[[ Extracted data, beginning ]]
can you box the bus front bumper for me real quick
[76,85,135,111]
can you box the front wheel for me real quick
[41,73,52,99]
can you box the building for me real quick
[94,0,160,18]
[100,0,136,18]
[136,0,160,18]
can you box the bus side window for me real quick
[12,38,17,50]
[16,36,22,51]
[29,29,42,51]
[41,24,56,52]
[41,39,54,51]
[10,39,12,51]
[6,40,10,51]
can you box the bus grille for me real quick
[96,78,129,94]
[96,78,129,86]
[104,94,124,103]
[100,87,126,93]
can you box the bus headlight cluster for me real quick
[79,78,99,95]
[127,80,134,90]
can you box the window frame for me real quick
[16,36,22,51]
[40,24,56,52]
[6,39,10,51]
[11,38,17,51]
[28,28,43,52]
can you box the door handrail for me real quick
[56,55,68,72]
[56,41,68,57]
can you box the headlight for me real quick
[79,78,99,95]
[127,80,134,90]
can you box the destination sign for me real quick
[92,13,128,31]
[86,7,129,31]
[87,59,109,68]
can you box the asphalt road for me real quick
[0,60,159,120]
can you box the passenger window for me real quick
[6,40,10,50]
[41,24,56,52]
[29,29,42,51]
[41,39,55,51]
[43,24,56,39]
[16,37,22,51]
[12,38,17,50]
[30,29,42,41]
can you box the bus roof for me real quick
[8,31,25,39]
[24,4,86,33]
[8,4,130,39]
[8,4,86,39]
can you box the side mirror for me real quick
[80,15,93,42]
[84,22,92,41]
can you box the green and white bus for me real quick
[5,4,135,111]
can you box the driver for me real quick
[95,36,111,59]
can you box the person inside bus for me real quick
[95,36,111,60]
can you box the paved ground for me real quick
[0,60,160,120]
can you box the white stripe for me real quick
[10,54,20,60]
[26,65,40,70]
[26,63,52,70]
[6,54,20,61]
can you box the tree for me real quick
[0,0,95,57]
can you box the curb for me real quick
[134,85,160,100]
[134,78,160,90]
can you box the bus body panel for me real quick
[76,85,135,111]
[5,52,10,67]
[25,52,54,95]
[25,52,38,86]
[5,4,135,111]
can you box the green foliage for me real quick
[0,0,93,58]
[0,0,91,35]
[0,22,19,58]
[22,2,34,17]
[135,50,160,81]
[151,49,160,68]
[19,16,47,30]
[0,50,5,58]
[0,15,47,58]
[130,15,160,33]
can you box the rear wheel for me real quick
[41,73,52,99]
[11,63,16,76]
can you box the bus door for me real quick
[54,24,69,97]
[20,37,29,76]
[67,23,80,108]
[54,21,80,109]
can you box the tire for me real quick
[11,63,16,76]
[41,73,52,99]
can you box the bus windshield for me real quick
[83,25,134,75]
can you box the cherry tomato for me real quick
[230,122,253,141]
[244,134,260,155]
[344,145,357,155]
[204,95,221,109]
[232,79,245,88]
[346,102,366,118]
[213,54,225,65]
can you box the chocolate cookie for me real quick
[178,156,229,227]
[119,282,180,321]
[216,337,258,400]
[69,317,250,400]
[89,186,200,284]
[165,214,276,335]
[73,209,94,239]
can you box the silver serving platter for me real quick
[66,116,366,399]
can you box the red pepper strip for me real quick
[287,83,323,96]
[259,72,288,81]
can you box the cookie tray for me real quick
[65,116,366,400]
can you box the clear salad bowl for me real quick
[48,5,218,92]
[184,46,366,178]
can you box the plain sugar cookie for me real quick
[[ Extracted data, end ]]
## Your task
Transcribe the data above exactly as it reads.

## Expected answer
can you box the bus front bumper for me real quick
[76,85,135,111]
can you box the front wheel for me real quick
[41,73,52,99]
can you box the building for me real quick
[94,0,160,18]
[100,0,136,18]
[136,0,160,18]
can you box the bus side window for me real quick
[12,38,17,50]
[16,36,22,51]
[29,29,42,51]
[41,24,56,52]
[41,39,54,51]
[10,39,12,51]
[6,40,10,51]
can you box the bus grille for me real quick
[96,78,129,94]
[96,78,129,86]
[104,94,124,103]
[100,87,126,93]
can you box the bus headlight cluster for me real quick
[79,78,99,95]
[127,80,134,90]
can you box the window frame for me real quick
[16,36,22,51]
[40,24,56,52]
[6,39,10,51]
[11,38,17,51]
[28,28,43,52]
can you box the door handrail for me real quick
[56,55,68,72]
[56,41,68,57]
can you box the headlight for me real quick
[79,78,99,95]
[127,80,134,90]
can you box the destination sign for me real quick
[92,13,128,31]
[86,7,129,31]
[87,59,109,68]
can you box the asphalt road for me real quick
[0,60,159,120]
can you box the passenger window for me real quick
[6,40,10,50]
[41,24,56,52]
[29,29,42,51]
[41,39,55,51]
[43,24,56,39]
[16,37,22,51]
[12,38,17,50]
[30,29,42,41]
can you box the bus roof for me real quick
[8,31,25,39]
[24,4,86,33]
[8,4,130,39]
[8,4,86,39]
can you box the side mirror for me real quick
[80,15,93,42]
[84,22,92,41]
can you box the green and white bus for me real quick
[5,4,135,111]
can you box the driver for me real quick
[95,36,111,59]
can you box the person inside bus for me real quick
[95,36,111,60]
can you box the paved ground for me real quick
[0,60,160,120]
can you box the white stripe for me real quick
[10,54,20,60]
[26,65,40,70]
[26,63,52,70]
[6,54,20,61]
can you box the tree for me real quick
[0,0,95,57]
can you box the curb for me real quick
[134,85,160,100]
[134,78,160,90]
can you box the bus body panel for me real quick
[76,85,135,111]
[5,52,10,67]
[25,52,54,95]
[25,52,38,86]
[5,4,135,111]
can you box the green foliage for me real quick
[0,0,93,58]
[0,0,91,35]
[0,22,19,58]
[22,2,34,17]
[135,50,160,81]
[151,49,160,68]
[19,16,47,30]
[0,50,5,58]
[0,15,47,58]
[130,15,160,33]
can you box the rear wheel for me real quick
[41,73,52,99]
[11,63,16,76]
can you box the bus door for me real quick
[54,24,69,97]
[20,37,29,76]
[67,23,80,108]
[54,21,80,109]
can you box the tire for me real quick
[11,63,16,76]
[41,73,52,99]
can you box the bus windshield for me real quick
[83,25,134,75]
can you box the cherry tomato for me real quick
[230,122,253,141]
[244,134,260,155]
[344,145,357,155]
[204,95,221,109]
[232,79,245,88]
[346,102,366,118]
[213,54,225,65]
can you box the chocolate cookie for me real quick
[178,156,229,227]
[119,282,180,321]
[216,337,258,400]
[69,317,250,400]
[89,186,200,284]
[165,214,276,335]
[73,209,94,239]
can you box the silver serving platter for me real quick
[66,116,366,399]
can you box the red pepper strip for me real quick
[287,83,323,96]
[259,72,288,81]
can you box the cookie tray for me real quick
[65,116,366,400]
can you box the clear salad bowl for me real quick
[48,5,218,92]
[184,46,366,178]
can you box the plain sugar cookie for me real quick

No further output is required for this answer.